* Data provided:

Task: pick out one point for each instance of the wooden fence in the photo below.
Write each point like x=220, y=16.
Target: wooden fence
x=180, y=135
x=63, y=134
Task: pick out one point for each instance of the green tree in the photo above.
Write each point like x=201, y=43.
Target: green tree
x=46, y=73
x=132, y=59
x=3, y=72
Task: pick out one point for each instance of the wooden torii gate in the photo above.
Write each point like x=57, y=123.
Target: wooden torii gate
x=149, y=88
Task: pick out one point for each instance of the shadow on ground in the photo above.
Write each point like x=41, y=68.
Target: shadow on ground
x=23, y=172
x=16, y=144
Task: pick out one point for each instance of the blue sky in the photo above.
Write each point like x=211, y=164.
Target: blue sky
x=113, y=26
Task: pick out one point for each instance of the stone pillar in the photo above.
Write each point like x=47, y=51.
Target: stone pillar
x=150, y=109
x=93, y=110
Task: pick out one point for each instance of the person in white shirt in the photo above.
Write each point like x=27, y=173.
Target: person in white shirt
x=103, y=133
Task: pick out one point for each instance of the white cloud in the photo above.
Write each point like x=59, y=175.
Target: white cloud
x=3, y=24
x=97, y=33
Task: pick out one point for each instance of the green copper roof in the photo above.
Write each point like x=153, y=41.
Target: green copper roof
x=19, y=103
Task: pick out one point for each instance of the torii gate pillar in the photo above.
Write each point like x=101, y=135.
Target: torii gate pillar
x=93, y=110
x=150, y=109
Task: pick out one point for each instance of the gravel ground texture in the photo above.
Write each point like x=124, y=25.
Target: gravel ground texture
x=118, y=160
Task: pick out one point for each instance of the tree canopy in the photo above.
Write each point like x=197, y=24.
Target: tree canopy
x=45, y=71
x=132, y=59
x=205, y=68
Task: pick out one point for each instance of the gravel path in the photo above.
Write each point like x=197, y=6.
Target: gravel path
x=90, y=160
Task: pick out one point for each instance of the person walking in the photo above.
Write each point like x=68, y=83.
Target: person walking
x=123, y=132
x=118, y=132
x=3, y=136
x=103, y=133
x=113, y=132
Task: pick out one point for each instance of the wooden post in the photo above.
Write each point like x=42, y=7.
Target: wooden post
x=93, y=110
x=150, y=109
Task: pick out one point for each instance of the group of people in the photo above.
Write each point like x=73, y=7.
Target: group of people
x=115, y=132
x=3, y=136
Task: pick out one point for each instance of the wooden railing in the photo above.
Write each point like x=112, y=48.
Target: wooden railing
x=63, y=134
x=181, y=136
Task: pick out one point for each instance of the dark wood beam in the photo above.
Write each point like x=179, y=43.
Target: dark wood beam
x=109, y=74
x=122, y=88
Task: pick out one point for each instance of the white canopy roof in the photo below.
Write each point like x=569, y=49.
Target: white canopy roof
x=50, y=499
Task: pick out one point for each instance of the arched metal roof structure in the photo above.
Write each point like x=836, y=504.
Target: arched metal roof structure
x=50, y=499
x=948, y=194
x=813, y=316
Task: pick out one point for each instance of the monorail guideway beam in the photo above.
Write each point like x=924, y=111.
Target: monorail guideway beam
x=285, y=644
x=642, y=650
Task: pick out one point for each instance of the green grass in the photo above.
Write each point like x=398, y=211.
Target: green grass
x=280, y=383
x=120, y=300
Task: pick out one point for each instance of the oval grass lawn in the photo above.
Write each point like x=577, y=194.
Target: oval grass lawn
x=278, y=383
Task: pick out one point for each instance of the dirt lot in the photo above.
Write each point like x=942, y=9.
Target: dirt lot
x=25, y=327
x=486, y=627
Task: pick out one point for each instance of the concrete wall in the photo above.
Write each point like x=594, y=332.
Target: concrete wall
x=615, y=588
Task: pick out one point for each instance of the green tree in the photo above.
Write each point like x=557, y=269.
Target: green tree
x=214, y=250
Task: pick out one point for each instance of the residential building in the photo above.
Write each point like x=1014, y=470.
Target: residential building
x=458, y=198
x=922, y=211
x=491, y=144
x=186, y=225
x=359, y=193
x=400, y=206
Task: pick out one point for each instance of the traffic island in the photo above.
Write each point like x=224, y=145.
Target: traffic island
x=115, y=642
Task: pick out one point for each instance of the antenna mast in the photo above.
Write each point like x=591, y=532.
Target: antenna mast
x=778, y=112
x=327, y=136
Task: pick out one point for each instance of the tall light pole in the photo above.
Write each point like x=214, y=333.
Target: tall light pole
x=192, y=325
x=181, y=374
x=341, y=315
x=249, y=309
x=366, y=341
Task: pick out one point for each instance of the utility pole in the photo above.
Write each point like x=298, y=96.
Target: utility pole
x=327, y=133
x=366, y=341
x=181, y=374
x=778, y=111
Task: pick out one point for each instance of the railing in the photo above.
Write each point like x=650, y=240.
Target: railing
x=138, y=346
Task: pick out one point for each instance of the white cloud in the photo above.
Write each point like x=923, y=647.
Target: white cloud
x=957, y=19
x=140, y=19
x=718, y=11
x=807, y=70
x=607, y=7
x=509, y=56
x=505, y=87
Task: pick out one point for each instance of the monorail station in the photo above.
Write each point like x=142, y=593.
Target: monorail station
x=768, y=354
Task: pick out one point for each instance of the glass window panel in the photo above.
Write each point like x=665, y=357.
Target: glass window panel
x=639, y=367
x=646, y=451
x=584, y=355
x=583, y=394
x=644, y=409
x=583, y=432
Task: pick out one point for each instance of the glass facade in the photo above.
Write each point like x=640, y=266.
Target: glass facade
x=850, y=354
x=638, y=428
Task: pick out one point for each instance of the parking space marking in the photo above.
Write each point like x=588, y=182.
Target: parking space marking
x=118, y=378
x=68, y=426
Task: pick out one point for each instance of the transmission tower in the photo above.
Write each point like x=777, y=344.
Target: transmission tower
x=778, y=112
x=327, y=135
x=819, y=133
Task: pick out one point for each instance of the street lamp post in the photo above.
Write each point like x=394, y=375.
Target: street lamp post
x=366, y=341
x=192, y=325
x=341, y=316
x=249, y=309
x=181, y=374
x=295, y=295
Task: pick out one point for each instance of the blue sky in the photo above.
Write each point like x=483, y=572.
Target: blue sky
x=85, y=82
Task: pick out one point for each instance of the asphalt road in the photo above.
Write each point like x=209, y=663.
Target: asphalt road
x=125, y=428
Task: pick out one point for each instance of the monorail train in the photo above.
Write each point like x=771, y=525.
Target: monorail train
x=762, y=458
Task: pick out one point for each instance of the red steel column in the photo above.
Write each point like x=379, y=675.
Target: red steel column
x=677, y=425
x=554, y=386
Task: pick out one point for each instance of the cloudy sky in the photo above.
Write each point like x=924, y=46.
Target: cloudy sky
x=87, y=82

* What is being asked: Please convert every line of the records above into a Markdown table with two columns: Index for the row number and Entry for the line itself. Skip any blank lines.

* Complete response:
| Index | Entry |
|---|---|
| 1 | Task: pick out one point for each instance of the wooden fence in the photo below. |
| 2 | Write each point like x=220, y=16. |
| 3 | Target: wooden fence |
| 4 | x=180, y=135 |
| 5 | x=63, y=134 |
| 6 | Task: pick out one point for each instance of the green tree in the photo above. |
| 7 | Write each point like x=201, y=43. |
| 8 | Target: green tree |
| 9 | x=46, y=73 |
| 10 | x=132, y=59 |
| 11 | x=3, y=72 |
| 12 | Task: pick out one point for each instance of the wooden torii gate in the photo above. |
| 13 | Write each point like x=57, y=123. |
| 14 | Target: wooden torii gate |
| 15 | x=149, y=88 |
| 16 | Task: pick out one point for each instance of the shadow on ground in the photo above. |
| 17 | Write each point like x=41, y=68. |
| 18 | Target: shadow on ground |
| 19 | x=23, y=172 |
| 20 | x=16, y=144 |
| 21 | Task: pick out one point for each instance of the blue sky in the photo above. |
| 22 | Write each point like x=211, y=164. |
| 23 | Target: blue sky |
| 24 | x=113, y=26 |
| 25 | Task: pick out one point for each instance of the stone pillar in the photo above. |
| 26 | Write each point like x=47, y=51. |
| 27 | Target: stone pillar |
| 28 | x=150, y=109 |
| 29 | x=93, y=110 |
| 30 | Task: pick out one point for each instance of the person in white shirt in the photo above. |
| 31 | Write each point like x=27, y=173. |
| 32 | Target: person in white shirt |
| 33 | x=103, y=133 |
| 34 | Task: pick out one point for each instance of the white cloud in the photo above. |
| 35 | Write each point like x=59, y=175. |
| 36 | Target: white cloud |
| 37 | x=3, y=24 |
| 38 | x=97, y=33 |
| 39 | Task: pick out one point for each instance of the green copper roof in the photo above. |
| 40 | Write each point like x=153, y=41. |
| 41 | Target: green copper roof |
| 42 | x=19, y=103 |
| 43 | Task: pick out one point for each instance of the torii gate pillar in the photo above. |
| 44 | Write each point like x=101, y=135. |
| 45 | Target: torii gate pillar |
| 46 | x=93, y=110 |
| 47 | x=150, y=109 |
| 48 | Task: pick out one point for each instance of the gravel ground texture in the photo above. |
| 49 | Write each point like x=124, y=25. |
| 50 | Target: gravel ground texture |
| 51 | x=118, y=160 |
| 52 | Task: pick out one point for each instance of the tree canopy in the photo above. |
| 53 | Write each point like x=197, y=24. |
| 54 | Target: tree canopy |
| 55 | x=45, y=71 |
| 56 | x=132, y=59 |
| 57 | x=205, y=68 |
| 58 | Task: pick out one point for each instance of the gravel path in the photo above. |
| 59 | Write each point like x=197, y=6. |
| 60 | Target: gravel path |
| 61 | x=90, y=160 |
| 62 | Task: pick out one point for each instance of the person walking in the photo above. |
| 63 | Write each point like x=68, y=83. |
| 64 | Target: person walking |
| 65 | x=123, y=132 |
| 66 | x=118, y=132 |
| 67 | x=3, y=136 |
| 68 | x=103, y=133 |
| 69 | x=113, y=132 |
| 70 | Task: pick out one point for each instance of the wooden post in the photo above. |
| 71 | Write each point like x=42, y=7. |
| 72 | Target: wooden post |
| 73 | x=93, y=110 |
| 74 | x=150, y=109 |
| 75 | Task: pick out one point for each instance of the group of people in the photo above. |
| 76 | Write each point like x=73, y=7. |
| 77 | Target: group of people |
| 78 | x=115, y=132 |
| 79 | x=3, y=136 |
| 80 | Task: pick out one point for each instance of the wooden railing in the photo above. |
| 81 | Write each point like x=112, y=48. |
| 82 | Target: wooden railing |
| 83 | x=63, y=134 |
| 84 | x=181, y=136 |
| 85 | Task: pick out one point for each instance of the dark wood beam in the photo above. |
| 86 | Write each point like x=179, y=43. |
| 87 | Target: dark wood beam |
| 88 | x=109, y=74 |
| 89 | x=122, y=88 |
| 90 | Task: pick out one point for each instance of the white canopy roof in the photo below. |
| 91 | Write each point like x=569, y=49. |
| 92 | Target: white canopy roof |
| 93 | x=50, y=499 |
| 94 | Task: pick out one point for each instance of the arched metal roof structure in the photo above. |
| 95 | Write each point like x=836, y=504. |
| 96 | Target: arched metal roof structure |
| 97 | x=50, y=499 |
| 98 | x=948, y=194 |
| 99 | x=813, y=316 |
| 100 | Task: pick out one point for each instance of the monorail guideway beam in the photo above. |
| 101 | Write each point like x=924, y=111. |
| 102 | Target: monorail guideway beam |
| 103 | x=285, y=644 |
| 104 | x=642, y=650 |
| 105 | Task: pick out one point for each instance of the green grass in the photo above. |
| 106 | Write each point like x=398, y=211. |
| 107 | Target: green grass |
| 108 | x=280, y=383 |
| 109 | x=120, y=300 |
| 110 | Task: pick out one point for each instance of the oval grass lawn in the photo above. |
| 111 | Write each point like x=577, y=194. |
| 112 | Target: oval grass lawn |
| 113 | x=278, y=383 |
| 114 | Task: pick out one point for each instance of the dirt lot in the photo above. |
| 115 | Write each point like x=942, y=9. |
| 116 | Target: dirt lot |
| 117 | x=25, y=327 |
| 118 | x=486, y=627 |
| 119 | Task: pick out one point for each instance of the concrete wall in the photo above. |
| 120 | Write each point like x=594, y=332. |
| 121 | Target: concrete wall |
| 122 | x=615, y=588 |
| 123 | Task: pick out one point for each instance of the green tree in the photo above. |
| 124 | Write each point like x=557, y=269. |
| 125 | Target: green tree |
| 126 | x=214, y=250 |
| 127 | Task: pick out one point for each instance of the residential building in the photo above. |
| 128 | Write each point like x=1014, y=470. |
| 129 | Target: residential building |
| 130 | x=458, y=198 |
| 131 | x=922, y=211 |
| 132 | x=491, y=144 |
| 133 | x=186, y=225 |
| 134 | x=359, y=193 |
| 135 | x=400, y=206 |
| 136 | Task: pick out one point for each instance of the traffic island in the photo above. |
| 137 | Write each point like x=224, y=145. |
| 138 | Target: traffic island |
| 139 | x=115, y=642 |
| 140 | Task: pick out one point for each instance of the antenna mast in the photo above. |
| 141 | Write each point like x=591, y=532. |
| 142 | Target: antenna mast |
| 143 | x=778, y=112 |
| 144 | x=327, y=136 |
| 145 | Task: pick out one point for each instance of the tall light pole in the photo above. |
| 146 | Write each point like x=214, y=333. |
| 147 | Target: tall light pole |
| 148 | x=192, y=325 |
| 149 | x=181, y=374 |
| 150 | x=341, y=315 |
| 151 | x=249, y=309 |
| 152 | x=366, y=341 |
| 153 | Task: pick out one point for each instance of the utility pole in the photo above. |
| 154 | Write each point like x=298, y=96. |
| 155 | Target: utility pole |
| 156 | x=327, y=133 |
| 157 | x=366, y=341 |
| 158 | x=181, y=374 |
| 159 | x=778, y=111 |
| 160 | Task: pick out one point for each instance of the railing in the photo above. |
| 161 | Write each point like x=650, y=240. |
| 162 | Target: railing |
| 163 | x=138, y=346 |
| 164 | Task: pick out one point for each instance of the white cloud in the photo above. |
| 165 | Write each point like x=923, y=647. |
| 166 | Target: white cloud |
| 167 | x=957, y=19 |
| 168 | x=140, y=19 |
| 169 | x=718, y=11 |
| 170 | x=807, y=70 |
| 171 | x=607, y=7 |
| 172 | x=509, y=56 |
| 173 | x=505, y=87 |
| 174 | Task: pick out one point for each instance of the monorail station in the photo above. |
| 175 | Write each point like x=142, y=593. |
| 176 | Target: monorail station |
| 177 | x=768, y=354 |
| 178 | Task: pick out one point for each instance of the glass window panel in the photo above. |
| 179 | Write each point like x=665, y=357. |
| 180 | Target: glass window panel |
| 181 | x=639, y=367 |
| 182 | x=646, y=451 |
| 183 | x=584, y=355 |
| 184 | x=583, y=394 |
| 185 | x=644, y=409 |
| 186 | x=583, y=432 |
| 187 | Task: pick out one point for each instance of the glass facade in the photo above. |
| 188 | Write each point like x=640, y=266. |
| 189 | Target: glass facade |
| 190 | x=850, y=354 |
| 191 | x=638, y=428 |
| 192 | Task: pick out one point for each instance of the parking space marking in the photo above. |
| 193 | Write each point like x=588, y=182. |
| 194 | Target: parking space marking |
| 195 | x=118, y=378 |
| 196 | x=68, y=426 |
| 197 | Task: pick out one point for each instance of the transmission tower in the photo above. |
| 198 | Write each point like x=777, y=344. |
| 199 | Target: transmission tower |
| 200 | x=778, y=112 |
| 201 | x=327, y=135 |
| 202 | x=819, y=133 |
| 203 | Task: pick out one point for each instance of the street lamp post in the photo above. |
| 204 | Write each point like x=394, y=375. |
| 205 | Target: street lamp post |
| 206 | x=366, y=341 |
| 207 | x=192, y=325 |
| 208 | x=341, y=316 |
| 209 | x=249, y=309 |
| 210 | x=181, y=374 |
| 211 | x=295, y=295 |
| 212 | Task: pick out one point for each instance of the blue sky in the photo above. |
| 213 | Write each point like x=483, y=572. |
| 214 | Target: blue sky |
| 215 | x=85, y=82 |
| 216 | Task: pick out one point for each instance of the asphalt road in the photo above. |
| 217 | Write each point like x=209, y=663. |
| 218 | Target: asphalt road |
| 219 | x=125, y=428 |
| 220 | Task: pick out one point for each instance of the monorail train in the photo above. |
| 221 | Write each point like x=771, y=525. |
| 222 | Target: monorail train |
| 223 | x=762, y=458 |
| 224 | Task: pick out one point for each instance of the red steel column in the photo above. |
| 225 | Write each point like x=379, y=675. |
| 226 | Target: red steel column |
| 227 | x=677, y=425 |
| 228 | x=554, y=386 |
| 229 | Task: pick out one point for each instance of the cloudy sky in the photo above. |
| 230 | Write each point like x=924, y=46. |
| 231 | Target: cloudy sky |
| 232 | x=87, y=82 |